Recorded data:
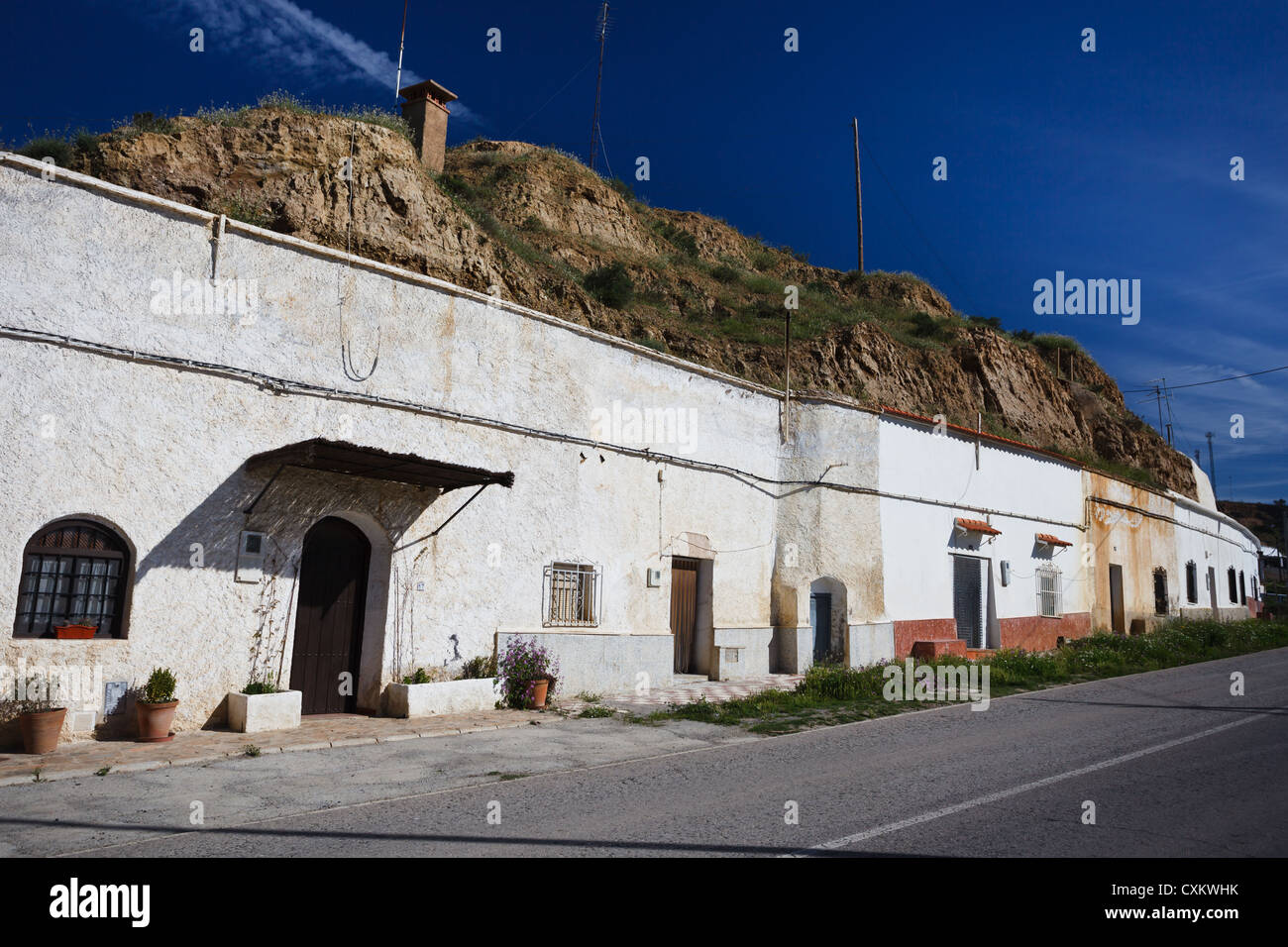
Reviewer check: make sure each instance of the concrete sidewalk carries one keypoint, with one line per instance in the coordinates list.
(682, 692)
(93, 757)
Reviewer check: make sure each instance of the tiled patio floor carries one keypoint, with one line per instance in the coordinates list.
(86, 758)
(684, 692)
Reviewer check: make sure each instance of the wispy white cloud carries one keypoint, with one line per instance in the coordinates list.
(297, 44)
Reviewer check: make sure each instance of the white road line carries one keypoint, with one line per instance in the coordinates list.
(1016, 789)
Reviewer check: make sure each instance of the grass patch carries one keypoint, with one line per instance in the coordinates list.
(831, 693)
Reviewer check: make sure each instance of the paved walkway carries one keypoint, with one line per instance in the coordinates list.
(90, 758)
(686, 692)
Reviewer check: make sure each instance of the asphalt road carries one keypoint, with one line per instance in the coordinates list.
(1173, 764)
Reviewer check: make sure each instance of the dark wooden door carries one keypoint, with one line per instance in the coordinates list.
(820, 620)
(1117, 616)
(969, 599)
(329, 616)
(684, 608)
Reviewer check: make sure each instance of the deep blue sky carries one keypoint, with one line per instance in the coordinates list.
(1113, 163)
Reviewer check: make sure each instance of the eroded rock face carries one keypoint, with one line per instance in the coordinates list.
(531, 222)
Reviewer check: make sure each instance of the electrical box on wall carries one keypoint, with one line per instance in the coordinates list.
(250, 557)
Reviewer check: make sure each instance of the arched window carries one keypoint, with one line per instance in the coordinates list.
(73, 573)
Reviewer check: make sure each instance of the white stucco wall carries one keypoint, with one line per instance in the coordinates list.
(1026, 492)
(159, 453)
(851, 501)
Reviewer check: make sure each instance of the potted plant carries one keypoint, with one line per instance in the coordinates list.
(527, 674)
(73, 631)
(262, 705)
(156, 705)
(40, 723)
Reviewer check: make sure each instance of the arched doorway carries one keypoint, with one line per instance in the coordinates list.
(330, 616)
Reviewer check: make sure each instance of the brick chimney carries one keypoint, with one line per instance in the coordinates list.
(425, 110)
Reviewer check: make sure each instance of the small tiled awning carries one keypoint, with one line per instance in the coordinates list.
(339, 457)
(977, 526)
(1048, 540)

• Exercise goal: Give back the data exactly. Skip any images.

• Answer to the problem:
Reviewer check: make sure each instance of the concrete sidewalk carries one keypoint, with one line per instance in the coordinates list.
(682, 692)
(93, 757)
Reviewer check: make sure each instance of the tiled patio floor carries one keypoint, with one line per instance in the coordinates list.
(86, 758)
(684, 692)
Reviewer check: make sure each instance of the wispy white cloud carries one keypoint, with one line per instance in the coordinates list.
(297, 44)
Reviewer check: make sure each instance of the white road line carries one keypoint, with one line per instance in the coordinates list.
(1016, 789)
Reviewer check: make sure each instance of the grass patch carries one keypoint, with one line per instance in the coordinates list.
(831, 693)
Reviewer check: make sure each instance of the paved walkway carries one keypoint, with one line per instance in the coordinates list.
(90, 758)
(686, 692)
Reviewer check: make sure each instance of the asphalt road carries one keypoint, with one line per instance in the coordinates list.
(1173, 764)
Reviewer check: make sure each instance of the dark wooden door carries one keypoint, with one line per instance in the coordinates list.
(820, 620)
(1117, 616)
(969, 599)
(329, 616)
(684, 608)
Reviewer check: make sure each instance of the deep blue sky carries one keypoint, with one line per instance in the coordinates list.
(1113, 163)
Reviewer check: make sure each instance of the eroded rock face carries one keypoint, with one line per instance in the coordinates list.
(531, 222)
Reviewer check: make sure each instance of the electrical box on wall carries one keypoint, with one line per instance in the coordinates list.
(250, 557)
Reviewer check: make sure each instance of the arched window carries one keypoint, with one line per instance in the coordinates list.
(73, 573)
Reviewer check: make sure each instance of the white stucco wall carries one keypoint, with one line per instance in the coordinates list.
(1026, 492)
(159, 453)
(851, 501)
Reviewer check: make sure each instance of the potted plant carries one keypoint, with one line per instance in the coordinates list.
(527, 674)
(73, 631)
(262, 705)
(156, 705)
(40, 723)
Reviewer check: make sure each instance of the arched doorway carries one keypoint, with one line per instance in the coordinates list.
(330, 616)
Reviewer check: make sure each instance of the brick chimney carries one keypoint, with one line per instance in the coordinates list.
(425, 110)
Reviewer check: make sure each instance of the small tiled awning carries one keypoint, with one line per instance in the coordinates list.
(339, 457)
(977, 526)
(1048, 540)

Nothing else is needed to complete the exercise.